> **What you will do**:
1. Which prefectures does the Fukuoka cherry blossom guide list in its 2022 bloom forecast?
2. Can you shorten the paragraph of the Fukuoka cherry blossom guide that begins "The blossoming of sakura" and keep its main facts?
3. Could you resume the Fukuoka cherry blossom guide after its final sentence?

┌─ Text passage

Now Reports

Fukuoka Cherry Blossom / Sakura Guide 2022

The blossoming of sakura (cherry blossoms) is an occasion for celebration all over Japan. Between late March and early April, families, friends and colleagues come together for ohanami or “blossom-viewing” This year’s flowering season in Kyushu is expected to be on par with or slightly earlier than normal. In Fukuoka, blooming was (officially) announced on March 17, five days earlier than normal but five days later than last year.

2022 Sakura Forecast
Fukuoka Now Sakura Map (Google Map)
Viewing spots
Fukuoka City (14)
Itoshima City (1)
Dazaifu City (1)
Ukiha City (1)
Asakura City (1)
Kurume City (1)
Tagawa City (1)
Kasuya-gun (1)
Other Kyushu’s Sakura Spots (6)

2022 Sakura Forecast (as of Mar. 28)

Part of the magic of sakura is that you never know for certain when they’ll start to bloom or be in full bloom. To help you plan your ohanami with better probability, refer to this website which offers updated forecast for sakura all around the country.

• Fukuoka, sakura have begun to bloom on Mar. 17. Full bloom is expected on Mar. 27.
• Oita’s sakura have begun to bloom on Mar. 23, with full bloom around Mar. 30.
• Nagasaki’s sakura have begun to bloom on Mar. 22, with full bloom around Mar. 30.
• Saga’s sakura have begun to bloom on Mar. 19, with full bloom around Mar. 28.
• Kumamoto’s sakura have begun to bloom on Mar. 20, with full bloom around Mar. 28.
• Miyazaki’s sakura have begun to bloom on Mar. 18, with full bloom around Mar. 28.
• Kagoshima’s sakura have begun to bloom on Mar. 20, with full bloom around Mar. 31.

Cherry Blossom Forecast, さくら開花情報Sakura blooming forecast as of Mar. 28. Source.

Cherry Blossom Forecast in Fukuoka, 福岡の桜の見頃Sakura blooming forecast for Fukuoka as of Mar. 28. This chart illustrates the predicted percentage of blooms by date. Between Mar. 25 and Apr. 2 is predicted to be prime cherry blossom viewing in Fukuoka Source.

└─
┌─ Excerpted data

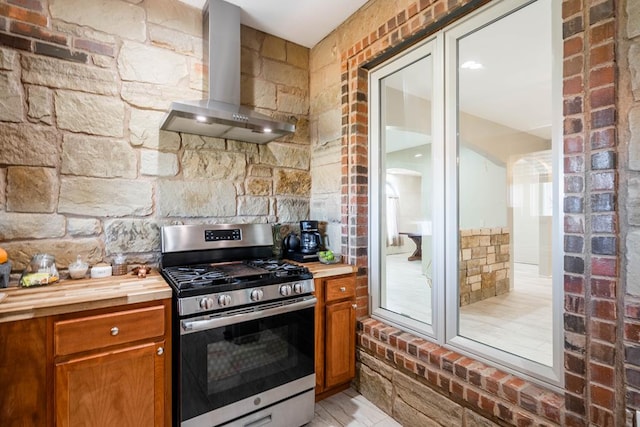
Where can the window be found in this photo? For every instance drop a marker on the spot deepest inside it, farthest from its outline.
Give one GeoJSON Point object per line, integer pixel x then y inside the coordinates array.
{"type": "Point", "coordinates": [465, 136]}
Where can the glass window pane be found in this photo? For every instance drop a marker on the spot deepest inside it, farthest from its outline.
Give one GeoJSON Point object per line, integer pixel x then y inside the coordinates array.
{"type": "Point", "coordinates": [505, 177]}
{"type": "Point", "coordinates": [406, 245]}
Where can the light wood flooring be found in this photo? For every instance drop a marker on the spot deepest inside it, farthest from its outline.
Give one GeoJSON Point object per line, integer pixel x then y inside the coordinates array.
{"type": "Point", "coordinates": [519, 322]}
{"type": "Point", "coordinates": [349, 408]}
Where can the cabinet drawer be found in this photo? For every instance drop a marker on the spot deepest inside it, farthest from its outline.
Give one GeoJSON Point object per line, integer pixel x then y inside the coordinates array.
{"type": "Point", "coordinates": [340, 288]}
{"type": "Point", "coordinates": [93, 332]}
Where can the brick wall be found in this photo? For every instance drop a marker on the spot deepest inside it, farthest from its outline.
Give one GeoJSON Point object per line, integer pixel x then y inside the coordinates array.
{"type": "Point", "coordinates": [595, 393]}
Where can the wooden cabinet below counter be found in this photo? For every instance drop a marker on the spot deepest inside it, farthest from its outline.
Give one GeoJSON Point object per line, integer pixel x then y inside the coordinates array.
{"type": "Point", "coordinates": [335, 333]}
{"type": "Point", "coordinates": [101, 367]}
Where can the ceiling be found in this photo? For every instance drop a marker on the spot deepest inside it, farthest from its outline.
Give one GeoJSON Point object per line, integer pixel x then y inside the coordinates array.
{"type": "Point", "coordinates": [304, 22]}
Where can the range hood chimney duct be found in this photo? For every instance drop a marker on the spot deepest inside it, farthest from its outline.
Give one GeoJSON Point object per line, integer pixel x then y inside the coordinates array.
{"type": "Point", "coordinates": [221, 115]}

└─

> **The replies**:
1. Fukuoka, Oita, Nagasaki, Saga, Kumamoto, Miyazaki, Kagoshima

2. Across Japan, people celebrate the sakura season. From late March to early April, families, friends and colleagues gather for ohanami, or blossom-viewing. Kyushu's 2022 flowering is expected to come on time or slightly early. Fukuoka's official bloom date was March 17, five days earlier than normal but five days later than the year before.

3.
Fukuoka Now Sakura Map 2022

To help you and your friends find a place to enjoy the ohanami season, we’ve made an online map of locations in Fukuoka known for nice sakura trees.

Fukuoka City

Maizuru Park (Chuo Ward)

1-4 Jonai, Chuo-ku, Fukuoka
• Access: 5 min. walk from Ohorikoen Sta.
• 1,000 trees
• Fukuoka Castle Sakura Festival: 3/25 (Fri.) ~ 4/3 (Sun.) 11:00~21:00
• Illuminated on these nights (only Korokan Hiroba): 18:00~21:00
• Parking: ¥150/hour
• Public toilets: available


Nishi Park (Chuo Ward)

1-2 Ohorikoen, Chuo-ku, Fukuoka
• Access: 5 min. on foot from Arato 2-chome bus stop; 15 min. on foot from Ohorikoen Sta.
• 1,300 trees
• Free
• Parking: free
• Public toilets: available
*No source of ignition permitted

Tenjin Central Park (Chuo Ward)

1 Tenjin, Chuo-ku, Fukuoka
• Access: 3 min. walk from Tenjin Sta.
• Approx. 50 trees along a path next to Yakuin Shinkawa River
• Free
• Parking: ¥200/30 min. (basement parking, 7:00~23:00)
• Public toilets: available

Minami Park (Chuo Ward)

Photograph provided by Fukuoka City.

Minamikoen, Chuo-ku, Fukuoka
• Access: Dobutsuen-mae bus stop (Fukuoka Zoo); 15 min. on foot from Sakurazaka Sta.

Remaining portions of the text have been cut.